◆ Text:
** begin **

Our Opera News content discovery and recommendation platform is available in a wide variety of markets worldwide. In recent years, there has been an increased emphasis on the veracity of online news reports, with the increasing social expectation that content platforms and aggregators will take steps to prevent the dissemination of “fake news.” Moreover, a number of countries have adopted regulatory regimes for news aggregation services requiring local registration or licensing, in some cases enabling more effective governmental restrictions on their citizens’ access to certain categories of information. Other countries have adopted legislation expanding publishers’ copyright entitlements on digital platforms including search engines, social media and content recommendation platforms. Australia and France, for example, have adopted laws which afford publishers of digital media the right to receive payment for use of their content in search results or content recommendations. The European Union has adopted Directive (EU) 2019/790 on copyright and related rights in the Digital Single Market, which gives press publications more direct control over the re-use of their content and also tasks online content sharing platforms, which host user-generated content, with certain duties related to preventing their users from violating copyright of others. In short, content aggregation is becoming increasingly regulated, and we anticipate that we will be subject to an increasingly diverse and fragmented regulatory environment over time.

 

European Economic Sanctions

 

The European Union adopted certain economic sanctions following the 2014 invasion and purported annexation of Crimea in Council Regulation (EU) 833/2014 of 31 July 2014 concerning restrictive measures in view of Russia’s actions destabilizing the situation in Ukraine, or the EU Regulation. Norway, as a member of the EEA, has incorporated the EU Regulation’s economic sanctions into its domestic law in the Norwegian Sanctions Act. Since 2014 and in light of Russia’s continuing aggression in Ukraine, the European Union has amended the EU Regulation with various additional packages of economic sanctions and accordingly additional sanctions have in due course likewise been incorporated into Norwegian domestic law. Consequently, the EU’s economic sanctions, either directly or as incorporated into Norwegian law, apply to the Opera Group’s companies, personnel and operations in Europe. For example, on December 16, 2022, the European Union adopted the December 2022 EU Sanctions, prohibiting the provision of "advertising services" to legal persons, entities or bodies established in Russia, and therefore we have subsequently terminated all advertising contracts with customers in Russia among other actions. The European Union, as well as other jurisdictions including the United States, have continued to periodically adopt more and additional sanctions throughout 2023 and early 2024.

** end **

◆ Stated task a: According to the text, what did the December 2022 EU Sanctions prohibit?
The records that follow are unrelated to the text.

Coordinate labeling data

** begin **

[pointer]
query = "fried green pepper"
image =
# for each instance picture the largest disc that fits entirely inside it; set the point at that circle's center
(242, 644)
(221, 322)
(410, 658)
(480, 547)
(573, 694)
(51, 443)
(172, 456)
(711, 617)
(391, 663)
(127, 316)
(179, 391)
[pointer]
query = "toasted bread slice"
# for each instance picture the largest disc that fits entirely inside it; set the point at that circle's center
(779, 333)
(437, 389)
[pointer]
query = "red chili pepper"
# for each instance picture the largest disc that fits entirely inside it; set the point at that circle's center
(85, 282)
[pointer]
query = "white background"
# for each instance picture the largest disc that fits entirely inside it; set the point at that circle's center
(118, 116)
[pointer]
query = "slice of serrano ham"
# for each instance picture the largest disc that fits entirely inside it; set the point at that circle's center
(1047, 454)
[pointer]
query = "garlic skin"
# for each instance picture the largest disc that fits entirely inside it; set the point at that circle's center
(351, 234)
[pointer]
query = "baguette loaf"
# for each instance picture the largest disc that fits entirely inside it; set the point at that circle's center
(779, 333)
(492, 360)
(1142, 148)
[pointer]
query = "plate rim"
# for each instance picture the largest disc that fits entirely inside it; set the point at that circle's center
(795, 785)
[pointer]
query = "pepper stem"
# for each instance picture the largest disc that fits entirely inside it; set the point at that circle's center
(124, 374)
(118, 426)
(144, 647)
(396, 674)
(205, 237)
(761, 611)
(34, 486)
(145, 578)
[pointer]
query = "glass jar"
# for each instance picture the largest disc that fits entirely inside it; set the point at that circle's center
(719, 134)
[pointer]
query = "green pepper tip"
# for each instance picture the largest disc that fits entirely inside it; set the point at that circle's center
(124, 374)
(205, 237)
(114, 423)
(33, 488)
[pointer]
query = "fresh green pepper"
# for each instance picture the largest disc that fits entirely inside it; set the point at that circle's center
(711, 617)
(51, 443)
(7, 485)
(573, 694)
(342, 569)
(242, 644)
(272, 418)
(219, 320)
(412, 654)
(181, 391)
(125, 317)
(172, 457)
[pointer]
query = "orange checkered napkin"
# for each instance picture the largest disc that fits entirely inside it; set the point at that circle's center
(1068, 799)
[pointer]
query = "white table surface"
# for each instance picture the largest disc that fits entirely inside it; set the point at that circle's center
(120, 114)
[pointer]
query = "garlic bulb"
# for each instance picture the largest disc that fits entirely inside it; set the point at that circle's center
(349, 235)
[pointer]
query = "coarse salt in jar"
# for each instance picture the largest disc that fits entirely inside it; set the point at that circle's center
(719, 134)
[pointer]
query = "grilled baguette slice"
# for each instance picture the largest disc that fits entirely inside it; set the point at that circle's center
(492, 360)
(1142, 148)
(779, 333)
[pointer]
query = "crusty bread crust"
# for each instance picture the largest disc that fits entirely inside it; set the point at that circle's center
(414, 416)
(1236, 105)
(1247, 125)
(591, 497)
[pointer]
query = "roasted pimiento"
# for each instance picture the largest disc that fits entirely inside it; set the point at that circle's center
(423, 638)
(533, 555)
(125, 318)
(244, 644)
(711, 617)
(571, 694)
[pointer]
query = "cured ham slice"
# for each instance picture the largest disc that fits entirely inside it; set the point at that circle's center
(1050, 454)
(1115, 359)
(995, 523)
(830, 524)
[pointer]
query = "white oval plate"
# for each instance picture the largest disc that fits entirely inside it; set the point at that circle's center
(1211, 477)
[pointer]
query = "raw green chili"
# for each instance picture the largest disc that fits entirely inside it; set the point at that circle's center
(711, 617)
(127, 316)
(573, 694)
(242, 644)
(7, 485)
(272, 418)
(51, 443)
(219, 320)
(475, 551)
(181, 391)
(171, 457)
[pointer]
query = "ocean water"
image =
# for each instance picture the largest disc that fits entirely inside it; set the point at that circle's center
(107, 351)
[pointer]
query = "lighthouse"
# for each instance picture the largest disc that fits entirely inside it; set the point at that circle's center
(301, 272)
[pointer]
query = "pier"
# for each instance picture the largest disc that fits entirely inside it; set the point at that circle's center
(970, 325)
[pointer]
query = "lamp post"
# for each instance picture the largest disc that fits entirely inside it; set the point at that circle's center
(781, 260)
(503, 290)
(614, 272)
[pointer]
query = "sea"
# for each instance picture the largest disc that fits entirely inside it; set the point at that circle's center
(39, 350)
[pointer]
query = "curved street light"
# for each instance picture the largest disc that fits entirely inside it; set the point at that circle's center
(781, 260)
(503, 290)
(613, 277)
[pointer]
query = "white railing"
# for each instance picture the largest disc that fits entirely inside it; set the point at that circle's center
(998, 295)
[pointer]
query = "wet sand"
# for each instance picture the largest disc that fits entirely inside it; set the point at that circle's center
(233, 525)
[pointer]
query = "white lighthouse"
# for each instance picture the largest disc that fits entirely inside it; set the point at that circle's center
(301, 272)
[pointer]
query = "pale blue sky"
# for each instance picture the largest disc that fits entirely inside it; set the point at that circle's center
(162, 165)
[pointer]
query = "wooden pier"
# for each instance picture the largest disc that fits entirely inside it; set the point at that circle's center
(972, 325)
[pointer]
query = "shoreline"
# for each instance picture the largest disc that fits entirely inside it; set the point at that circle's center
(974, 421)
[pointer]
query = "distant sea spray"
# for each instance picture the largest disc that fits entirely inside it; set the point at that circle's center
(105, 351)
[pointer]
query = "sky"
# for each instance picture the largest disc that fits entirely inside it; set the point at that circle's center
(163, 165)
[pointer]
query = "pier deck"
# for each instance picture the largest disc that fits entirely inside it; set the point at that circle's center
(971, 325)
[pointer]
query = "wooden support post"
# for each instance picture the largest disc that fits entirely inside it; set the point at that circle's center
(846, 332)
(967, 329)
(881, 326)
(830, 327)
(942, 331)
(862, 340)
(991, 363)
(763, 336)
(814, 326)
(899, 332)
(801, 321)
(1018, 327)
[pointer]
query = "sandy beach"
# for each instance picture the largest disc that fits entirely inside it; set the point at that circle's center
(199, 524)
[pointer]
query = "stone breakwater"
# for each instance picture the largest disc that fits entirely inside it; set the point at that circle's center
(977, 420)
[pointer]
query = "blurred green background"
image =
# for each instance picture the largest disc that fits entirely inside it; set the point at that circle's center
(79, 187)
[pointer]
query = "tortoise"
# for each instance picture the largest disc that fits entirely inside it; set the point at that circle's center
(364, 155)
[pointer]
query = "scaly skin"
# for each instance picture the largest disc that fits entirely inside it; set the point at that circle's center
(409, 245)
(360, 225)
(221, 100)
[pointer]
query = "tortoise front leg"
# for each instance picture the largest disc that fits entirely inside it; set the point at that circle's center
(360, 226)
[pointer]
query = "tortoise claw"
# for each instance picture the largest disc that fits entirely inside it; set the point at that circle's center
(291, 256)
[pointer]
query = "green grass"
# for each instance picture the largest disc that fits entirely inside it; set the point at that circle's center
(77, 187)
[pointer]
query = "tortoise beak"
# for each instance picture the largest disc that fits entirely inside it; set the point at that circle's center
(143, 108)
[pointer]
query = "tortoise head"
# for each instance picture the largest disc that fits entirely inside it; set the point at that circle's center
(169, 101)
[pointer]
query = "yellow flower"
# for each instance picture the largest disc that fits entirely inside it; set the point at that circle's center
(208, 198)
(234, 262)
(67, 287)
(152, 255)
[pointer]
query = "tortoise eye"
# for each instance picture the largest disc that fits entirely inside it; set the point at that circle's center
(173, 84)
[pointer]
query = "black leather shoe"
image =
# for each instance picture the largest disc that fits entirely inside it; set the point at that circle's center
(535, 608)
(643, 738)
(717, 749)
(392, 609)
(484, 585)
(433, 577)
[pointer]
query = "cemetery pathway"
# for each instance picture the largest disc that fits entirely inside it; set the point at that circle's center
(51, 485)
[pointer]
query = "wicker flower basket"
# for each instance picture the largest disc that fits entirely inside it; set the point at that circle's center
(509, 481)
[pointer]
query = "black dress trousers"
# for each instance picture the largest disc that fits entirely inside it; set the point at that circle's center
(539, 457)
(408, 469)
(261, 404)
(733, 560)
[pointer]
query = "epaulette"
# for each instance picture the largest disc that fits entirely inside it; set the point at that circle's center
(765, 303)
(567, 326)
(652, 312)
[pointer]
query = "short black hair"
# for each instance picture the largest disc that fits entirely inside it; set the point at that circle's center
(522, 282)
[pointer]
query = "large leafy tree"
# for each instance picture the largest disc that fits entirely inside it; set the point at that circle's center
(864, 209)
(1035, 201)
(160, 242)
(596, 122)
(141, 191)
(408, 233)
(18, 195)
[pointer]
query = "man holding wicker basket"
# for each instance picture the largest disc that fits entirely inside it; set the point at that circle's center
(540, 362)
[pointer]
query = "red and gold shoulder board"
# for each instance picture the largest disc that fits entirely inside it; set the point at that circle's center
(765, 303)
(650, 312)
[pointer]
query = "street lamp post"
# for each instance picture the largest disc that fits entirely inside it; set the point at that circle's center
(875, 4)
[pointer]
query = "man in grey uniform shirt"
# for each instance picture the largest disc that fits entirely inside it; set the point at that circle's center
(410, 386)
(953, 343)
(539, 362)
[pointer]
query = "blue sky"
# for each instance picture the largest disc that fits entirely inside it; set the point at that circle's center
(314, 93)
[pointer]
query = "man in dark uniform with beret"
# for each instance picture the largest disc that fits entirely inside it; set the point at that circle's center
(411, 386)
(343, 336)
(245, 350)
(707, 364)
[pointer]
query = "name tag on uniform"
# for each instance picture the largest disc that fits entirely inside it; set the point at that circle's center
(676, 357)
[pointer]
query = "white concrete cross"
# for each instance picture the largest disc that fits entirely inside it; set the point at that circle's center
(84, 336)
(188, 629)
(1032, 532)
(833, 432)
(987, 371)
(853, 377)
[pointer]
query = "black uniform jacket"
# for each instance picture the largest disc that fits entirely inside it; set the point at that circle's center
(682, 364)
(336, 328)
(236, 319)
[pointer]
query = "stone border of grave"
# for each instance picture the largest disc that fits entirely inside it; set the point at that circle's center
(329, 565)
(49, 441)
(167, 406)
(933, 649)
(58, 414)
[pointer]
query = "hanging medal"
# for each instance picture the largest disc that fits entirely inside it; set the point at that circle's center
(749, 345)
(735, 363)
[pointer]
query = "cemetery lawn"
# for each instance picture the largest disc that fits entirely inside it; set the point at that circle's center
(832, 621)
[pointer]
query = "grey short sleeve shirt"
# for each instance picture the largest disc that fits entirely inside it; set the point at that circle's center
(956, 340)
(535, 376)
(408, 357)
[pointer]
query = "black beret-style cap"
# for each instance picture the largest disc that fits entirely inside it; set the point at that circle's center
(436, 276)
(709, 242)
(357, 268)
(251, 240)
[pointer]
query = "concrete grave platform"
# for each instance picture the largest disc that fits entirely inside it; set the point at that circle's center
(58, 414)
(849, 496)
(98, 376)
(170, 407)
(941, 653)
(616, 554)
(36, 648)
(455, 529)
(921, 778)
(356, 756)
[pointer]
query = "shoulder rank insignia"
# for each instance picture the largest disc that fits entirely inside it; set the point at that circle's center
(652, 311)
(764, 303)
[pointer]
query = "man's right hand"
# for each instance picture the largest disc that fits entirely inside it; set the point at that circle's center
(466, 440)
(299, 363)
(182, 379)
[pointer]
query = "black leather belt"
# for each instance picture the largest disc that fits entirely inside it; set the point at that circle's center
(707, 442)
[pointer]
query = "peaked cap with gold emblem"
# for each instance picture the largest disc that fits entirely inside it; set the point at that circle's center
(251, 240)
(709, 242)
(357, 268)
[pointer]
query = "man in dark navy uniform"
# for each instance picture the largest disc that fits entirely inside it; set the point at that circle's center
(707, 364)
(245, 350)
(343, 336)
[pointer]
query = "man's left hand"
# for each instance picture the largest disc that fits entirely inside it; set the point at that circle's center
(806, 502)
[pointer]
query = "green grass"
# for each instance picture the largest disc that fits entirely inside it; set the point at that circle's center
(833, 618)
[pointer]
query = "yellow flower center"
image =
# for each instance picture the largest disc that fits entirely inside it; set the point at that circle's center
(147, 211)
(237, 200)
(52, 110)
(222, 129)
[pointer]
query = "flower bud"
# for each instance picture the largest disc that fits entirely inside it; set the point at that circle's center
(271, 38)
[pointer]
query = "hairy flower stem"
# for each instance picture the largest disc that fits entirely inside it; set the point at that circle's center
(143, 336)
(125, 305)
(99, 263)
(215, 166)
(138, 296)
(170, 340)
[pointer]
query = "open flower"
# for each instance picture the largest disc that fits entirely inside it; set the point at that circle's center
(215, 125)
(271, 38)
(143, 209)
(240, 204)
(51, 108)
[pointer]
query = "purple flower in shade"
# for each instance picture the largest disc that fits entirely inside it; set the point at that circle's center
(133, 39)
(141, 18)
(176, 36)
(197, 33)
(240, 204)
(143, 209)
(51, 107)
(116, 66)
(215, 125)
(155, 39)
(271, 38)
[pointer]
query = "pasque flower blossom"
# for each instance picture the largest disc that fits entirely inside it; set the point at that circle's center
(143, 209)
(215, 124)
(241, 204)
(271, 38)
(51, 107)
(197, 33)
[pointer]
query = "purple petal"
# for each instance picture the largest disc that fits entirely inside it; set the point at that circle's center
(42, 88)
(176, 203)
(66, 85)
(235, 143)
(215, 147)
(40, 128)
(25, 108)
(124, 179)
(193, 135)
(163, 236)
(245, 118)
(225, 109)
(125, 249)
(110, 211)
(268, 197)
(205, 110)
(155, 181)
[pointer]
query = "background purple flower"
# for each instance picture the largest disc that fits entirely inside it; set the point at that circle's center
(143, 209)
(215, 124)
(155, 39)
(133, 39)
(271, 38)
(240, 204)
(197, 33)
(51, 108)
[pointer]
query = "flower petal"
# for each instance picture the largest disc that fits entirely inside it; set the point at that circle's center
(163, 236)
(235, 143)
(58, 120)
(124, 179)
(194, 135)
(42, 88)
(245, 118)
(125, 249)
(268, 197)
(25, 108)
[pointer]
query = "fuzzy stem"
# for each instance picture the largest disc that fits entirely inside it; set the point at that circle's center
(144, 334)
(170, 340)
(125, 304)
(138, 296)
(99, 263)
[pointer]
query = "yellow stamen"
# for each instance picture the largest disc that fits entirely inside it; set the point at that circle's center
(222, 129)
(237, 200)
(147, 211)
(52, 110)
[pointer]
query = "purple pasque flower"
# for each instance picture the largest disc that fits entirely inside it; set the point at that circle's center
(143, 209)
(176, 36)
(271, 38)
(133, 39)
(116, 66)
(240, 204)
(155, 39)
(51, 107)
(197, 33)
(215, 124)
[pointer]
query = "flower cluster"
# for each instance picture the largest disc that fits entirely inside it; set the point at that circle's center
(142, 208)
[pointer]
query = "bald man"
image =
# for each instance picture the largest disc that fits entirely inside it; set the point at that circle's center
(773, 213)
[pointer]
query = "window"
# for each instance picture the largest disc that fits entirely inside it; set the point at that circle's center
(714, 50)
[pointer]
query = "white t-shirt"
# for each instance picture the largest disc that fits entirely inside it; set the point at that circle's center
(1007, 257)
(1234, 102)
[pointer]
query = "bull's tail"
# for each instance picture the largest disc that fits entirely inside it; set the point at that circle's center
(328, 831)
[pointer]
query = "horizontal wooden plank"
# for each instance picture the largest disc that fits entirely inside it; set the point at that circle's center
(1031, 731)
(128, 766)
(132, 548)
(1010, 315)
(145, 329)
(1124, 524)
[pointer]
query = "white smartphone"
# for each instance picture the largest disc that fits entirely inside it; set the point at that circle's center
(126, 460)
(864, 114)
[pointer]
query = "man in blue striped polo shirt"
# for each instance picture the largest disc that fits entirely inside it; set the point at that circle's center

** end **

◆ Stated task b: Report each line of the records that contains the word "grey".

◆ Exercise response a: The provision of "advertising services" to legal persons, entities or bodies established in Russia.

◆ Exercise response b:
query = "man in grey uniform shirt"
query = "grey short sleeve shirt"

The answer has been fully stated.